Please locate each line in the material below that contains the word "drop" and copy those lines out in full.

........

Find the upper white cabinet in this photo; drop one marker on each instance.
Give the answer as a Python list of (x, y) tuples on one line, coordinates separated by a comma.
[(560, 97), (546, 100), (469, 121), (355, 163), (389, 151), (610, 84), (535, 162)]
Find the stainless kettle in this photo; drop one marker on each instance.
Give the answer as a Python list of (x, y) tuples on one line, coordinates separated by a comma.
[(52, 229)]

........

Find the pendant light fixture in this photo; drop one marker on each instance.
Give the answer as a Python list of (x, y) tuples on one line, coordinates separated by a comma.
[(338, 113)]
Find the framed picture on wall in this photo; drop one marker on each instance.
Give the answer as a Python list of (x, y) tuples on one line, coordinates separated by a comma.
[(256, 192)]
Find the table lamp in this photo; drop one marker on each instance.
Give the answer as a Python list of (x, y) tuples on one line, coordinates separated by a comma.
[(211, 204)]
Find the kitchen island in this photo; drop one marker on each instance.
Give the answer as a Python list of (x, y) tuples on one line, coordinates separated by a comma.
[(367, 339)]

........

▸ THE COMPLETED TASK:
Find the upper white cabinet in this photo; drop one marker on each instance.
Find the stainless kettle in this photo; drop one marker on each instance.
Find the pendant light fixture in this photo; drop one marker on each instance.
Find the framed picture on wall in this photo; drop one marker on each instance.
Find the table lamp in this photo; drop one marker on each instance.
Find the kitchen island in this photo; drop one marker on each instance.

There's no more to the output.